» Task requirements
The records that follow must be reproduced in full, exactly as written.

Data items:
------------------------------

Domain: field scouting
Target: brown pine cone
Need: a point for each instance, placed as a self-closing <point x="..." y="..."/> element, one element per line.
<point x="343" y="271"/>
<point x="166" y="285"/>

------------------------------

» Exercise response
Domain: field scouting
Target: brown pine cone
Need: a point for each instance, placed as a self-closing <point x="..." y="..."/> element, one element per line.
<point x="343" y="271"/>
<point x="166" y="285"/>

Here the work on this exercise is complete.